PROBLEEMSTELLING:
Zet de regels van de rijen om in een JSON-lijst van strings, met één string per regel en zonder lege regels. Begin bij de regel met "Query: rear side window" en ga door tot en met de laatste regel van de rijen.

GEGEVENS:
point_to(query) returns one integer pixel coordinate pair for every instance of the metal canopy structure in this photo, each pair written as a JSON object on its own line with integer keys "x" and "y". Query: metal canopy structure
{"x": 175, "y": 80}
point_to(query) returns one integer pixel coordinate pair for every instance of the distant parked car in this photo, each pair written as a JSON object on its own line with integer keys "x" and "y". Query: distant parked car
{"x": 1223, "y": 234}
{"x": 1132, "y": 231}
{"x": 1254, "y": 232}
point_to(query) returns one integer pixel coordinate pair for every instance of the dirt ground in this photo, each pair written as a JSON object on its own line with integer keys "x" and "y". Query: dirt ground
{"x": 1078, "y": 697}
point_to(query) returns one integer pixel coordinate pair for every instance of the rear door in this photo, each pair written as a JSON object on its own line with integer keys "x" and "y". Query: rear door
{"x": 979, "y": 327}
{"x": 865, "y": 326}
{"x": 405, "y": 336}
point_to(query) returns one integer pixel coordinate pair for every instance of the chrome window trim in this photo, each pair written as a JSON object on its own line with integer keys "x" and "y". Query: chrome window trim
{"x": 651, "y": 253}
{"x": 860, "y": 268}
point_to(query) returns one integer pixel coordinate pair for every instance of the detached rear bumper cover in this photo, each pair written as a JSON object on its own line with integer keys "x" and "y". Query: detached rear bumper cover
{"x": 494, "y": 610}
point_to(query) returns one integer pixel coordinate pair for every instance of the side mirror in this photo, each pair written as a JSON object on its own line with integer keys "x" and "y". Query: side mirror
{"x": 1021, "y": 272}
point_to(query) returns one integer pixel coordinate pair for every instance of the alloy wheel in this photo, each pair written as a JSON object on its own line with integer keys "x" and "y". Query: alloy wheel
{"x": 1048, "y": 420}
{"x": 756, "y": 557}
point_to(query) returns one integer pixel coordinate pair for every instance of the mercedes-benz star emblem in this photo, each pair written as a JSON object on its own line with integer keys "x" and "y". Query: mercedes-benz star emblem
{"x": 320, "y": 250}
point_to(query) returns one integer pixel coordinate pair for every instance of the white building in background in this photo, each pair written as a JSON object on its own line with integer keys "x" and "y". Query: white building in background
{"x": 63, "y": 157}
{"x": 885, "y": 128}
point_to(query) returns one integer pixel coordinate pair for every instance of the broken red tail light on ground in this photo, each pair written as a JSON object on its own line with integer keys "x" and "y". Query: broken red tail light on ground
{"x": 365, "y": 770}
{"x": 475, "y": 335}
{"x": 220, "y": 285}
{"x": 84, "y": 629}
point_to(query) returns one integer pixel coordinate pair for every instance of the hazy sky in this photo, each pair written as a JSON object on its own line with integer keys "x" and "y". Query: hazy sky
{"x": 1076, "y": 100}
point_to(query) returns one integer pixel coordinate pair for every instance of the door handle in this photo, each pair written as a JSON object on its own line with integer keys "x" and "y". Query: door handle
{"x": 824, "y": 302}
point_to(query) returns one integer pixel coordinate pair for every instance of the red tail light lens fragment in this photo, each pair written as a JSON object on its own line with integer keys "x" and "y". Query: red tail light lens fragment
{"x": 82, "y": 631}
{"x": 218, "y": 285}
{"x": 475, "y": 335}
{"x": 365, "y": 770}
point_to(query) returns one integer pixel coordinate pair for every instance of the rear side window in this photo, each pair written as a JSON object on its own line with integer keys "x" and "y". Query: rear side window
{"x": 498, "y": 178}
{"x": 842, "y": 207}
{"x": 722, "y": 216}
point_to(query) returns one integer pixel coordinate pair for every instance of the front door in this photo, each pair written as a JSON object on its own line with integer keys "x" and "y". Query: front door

UITGEWERKTE OPLOSSING:
[
  "point_to(query) returns one integer pixel coordinate pair for every instance of the rear side window in this photo, each pair written as a JSON object on its own line with integer keys \"x\" and \"y\". Query: rear side window",
  "{\"x\": 498, \"y\": 178}",
  "{\"x\": 842, \"y\": 207}",
  "{\"x\": 722, \"y\": 216}",
  "point_to(query) returns one integer pixel coordinate pair for every instance of the front door in this photo, each pair written as a JSON object on its own line with integer keys \"x\" and \"y\". Query: front door"
]